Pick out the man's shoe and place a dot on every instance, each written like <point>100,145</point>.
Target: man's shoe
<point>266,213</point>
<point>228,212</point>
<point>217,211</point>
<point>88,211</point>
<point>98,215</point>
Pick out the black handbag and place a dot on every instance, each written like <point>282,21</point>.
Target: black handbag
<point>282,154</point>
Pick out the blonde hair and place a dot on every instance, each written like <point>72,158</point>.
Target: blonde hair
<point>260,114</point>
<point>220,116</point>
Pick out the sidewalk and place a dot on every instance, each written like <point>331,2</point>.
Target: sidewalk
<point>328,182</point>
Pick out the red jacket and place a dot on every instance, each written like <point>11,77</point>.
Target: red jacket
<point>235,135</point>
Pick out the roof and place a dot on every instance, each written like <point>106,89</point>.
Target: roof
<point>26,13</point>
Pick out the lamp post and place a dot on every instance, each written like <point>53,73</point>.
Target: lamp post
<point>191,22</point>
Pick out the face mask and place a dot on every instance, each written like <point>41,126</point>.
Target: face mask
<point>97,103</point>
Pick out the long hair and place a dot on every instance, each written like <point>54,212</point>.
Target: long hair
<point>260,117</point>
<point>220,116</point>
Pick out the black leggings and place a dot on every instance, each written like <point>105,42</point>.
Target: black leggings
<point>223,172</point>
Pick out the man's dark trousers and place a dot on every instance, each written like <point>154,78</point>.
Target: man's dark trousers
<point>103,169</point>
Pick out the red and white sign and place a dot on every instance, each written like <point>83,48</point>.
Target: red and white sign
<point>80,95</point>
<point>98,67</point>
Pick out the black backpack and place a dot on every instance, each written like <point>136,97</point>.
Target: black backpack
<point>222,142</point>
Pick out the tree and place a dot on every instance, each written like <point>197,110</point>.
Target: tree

....

Your task ::
Could you copy out every line in the listing where the word "tree" appears?

Task solution ::
Pick out the tree and place a dot on every instance, each written like <point>197,110</point>.
Target: tree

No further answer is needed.